▶ **PAGE TEXT**
-*-*-

# CWI Dogmas



## blisseskisses (Feb 19, 2012)

I have read some posts here where the OP states they have cheated on their spouse via *one night stand.* Here are the typical responses...

1) You selfish fill in the blank. Insert bible quote. You need to repent to Jesus.

2) Tell your spouse and repent. It will be a living hell for you for years and years.

3) Shaming language ad nauseam and personal antidote about being betrayed.

Now before the moral indignation starts, I would like to add that I am not trivializing the pain felt by the BS.
*
Why is there very little mention of the option of keeping quiet. Why is there little advice that favor, not confessing and not destroying a marriage over one indiscretion.I believe that, sometimes, honesty is NOT the best policy.

Finally, how is telling the truth to alleviate guilt moral? *


----------



## Chaparral (Jul 17, 2011)

I find remarkably few references to the Bible here.


----------



## DawnD (Sep 23, 2009)

blisseskisses said:


> However, why is there very little mention of the option of keeping quiet. Not confessing. Not destroying a marriage over one indiscretion. I believe sometimes it is the best option.


My H tried that. And it came back and brought a hell storm with it. By the time it was found out, so much time had passed, that I didn't believe anything about our life together. Never in a MILLION YEARS did he think it would come to light. When an affair comes to light under those circumstances, the trust takes 3 times as long to rebuild.


----------



## MSP (Feb 9, 2012)

blisseskisses said:


> However, why is there very little mention of the option of keeping quiet. Not confessing.


Because people here mostly like to see marriages work optimally. Sweeping an affair under the rug is, by definition, not being open. Lack of openness hurts marriages.

And that's aside from the fact that you can't be forgiven something without confessing it and being sorry. Apart from the moral aspect of that, if you can brush aside an affair then you are showing a lack of respect (and love) for your spouse, which also does not bode well for a long-term relationship.


----------



## ing (Mar 26, 2011)

If you ask around you will see that the opinion on this falls roughly 50/50 on telling or not telling.
The problem with not telling is that you/they are holding a secret from their spouse, the person who is supposed to not have secrets from. 
If there is a ONS and it is truly a ONS then there are many cases of recovery on these boards. 
They tend to be short threads.

I know that I could have forgiven a ONS after so many years together. bad decision . Move on.
Not telling is living a lie for 

ONS x Time Hidden = Depth of Betrayal. 

Worse than the original act.


----------



## EleGirl (Dec 3, 2011)

People suggest telling because it is what has proven to have the best outcome.

-*-*-

▶ **PROBLEM SET**
a – Set down, word for word, the listing lines from the line with "Q: Where is a point on each instance of the single" through the last line of the listing.
b – Write the next part of the forum thread about whether to confess a one-night stand.

-*-*-

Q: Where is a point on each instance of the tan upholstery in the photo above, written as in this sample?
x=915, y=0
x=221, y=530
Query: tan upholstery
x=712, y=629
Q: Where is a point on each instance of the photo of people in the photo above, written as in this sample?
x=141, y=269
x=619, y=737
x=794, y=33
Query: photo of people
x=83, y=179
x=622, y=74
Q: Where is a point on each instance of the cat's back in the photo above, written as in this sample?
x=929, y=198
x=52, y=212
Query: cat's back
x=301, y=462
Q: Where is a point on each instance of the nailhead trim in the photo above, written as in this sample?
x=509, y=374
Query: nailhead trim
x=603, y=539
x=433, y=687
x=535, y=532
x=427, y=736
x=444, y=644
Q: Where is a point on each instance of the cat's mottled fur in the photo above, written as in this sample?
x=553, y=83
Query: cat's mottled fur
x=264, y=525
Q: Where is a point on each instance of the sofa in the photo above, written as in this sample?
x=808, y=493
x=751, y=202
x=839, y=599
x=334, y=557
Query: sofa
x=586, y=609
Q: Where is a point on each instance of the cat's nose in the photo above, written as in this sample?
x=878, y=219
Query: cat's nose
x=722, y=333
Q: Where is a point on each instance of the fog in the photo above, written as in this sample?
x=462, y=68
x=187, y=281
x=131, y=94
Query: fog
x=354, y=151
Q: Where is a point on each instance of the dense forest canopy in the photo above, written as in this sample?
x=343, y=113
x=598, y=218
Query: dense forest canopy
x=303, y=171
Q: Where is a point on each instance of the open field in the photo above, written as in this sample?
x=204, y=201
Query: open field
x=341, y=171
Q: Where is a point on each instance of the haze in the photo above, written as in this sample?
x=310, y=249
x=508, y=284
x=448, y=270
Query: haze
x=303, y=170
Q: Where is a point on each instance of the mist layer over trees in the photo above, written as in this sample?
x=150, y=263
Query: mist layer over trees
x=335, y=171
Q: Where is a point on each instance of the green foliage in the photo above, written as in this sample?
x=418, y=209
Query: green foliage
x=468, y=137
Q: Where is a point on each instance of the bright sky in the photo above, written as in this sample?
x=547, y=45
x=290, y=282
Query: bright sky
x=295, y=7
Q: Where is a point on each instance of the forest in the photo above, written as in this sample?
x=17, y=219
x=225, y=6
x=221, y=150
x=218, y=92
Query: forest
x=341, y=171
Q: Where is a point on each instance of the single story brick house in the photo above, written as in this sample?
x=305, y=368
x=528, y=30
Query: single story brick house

-*-*-

▶ **ANSWERS FOR THE EXERCISE**
a –
Q: Where is a point on each instance of the single story brick house in the photo above, written as in this sample?
x=305, y=368
x=528, y=30
Query: single story brick house

b –
Keeping deep dark secrets from your spouse puts up walls between you both that grow with time. And a lot of times it all comes out in the end anyway. Then there is real hell to pay.

It's interesting because I have an adopted child. He was 10 days old when we adopted him. All the books I read had the same advice... tell the child they are adopted from the very start. If you do not tell the child that they are adopted, there will always be this great secret between you, the child and everyone else who knows the secret. One day the truth will come out and your child will feel like the only fool in the room who did not even know this most important fact out him/her self. And once the child finds that he has been lied to his entire life by his parents who raised him... he will never feel they can be trusted again.

There is a lot of similaries in the two situations on why people are advised to tell the truth.


----------



## MSP (Feb 9, 2012)

The majority of long-term posters here seem to have gone through affairs. They know the pain of them and speak from their experiences. So they recommend what provided them with the best outcome, or how to avoid doing the stupid things they did, or what worked or didn't work when their spouses cheated on them.


----------



## AngryandUsed (Jun 23, 2011)

I agree with MSP


----------



## Pit-of-my-stomach (Nov 2, 2010)

EleGirl said:


> Keeping deep dark secrets from your spouse puts up walls between you both that grow with time. And a lot of times it all comes out in the end anyway. Then there is real hell to pay.


This is nail on the head. 

Dishonesty, secrets and guilt become a cross that the disloyal spouse carries. The burden of that cross, living with the knowledge of what they have done changes everything...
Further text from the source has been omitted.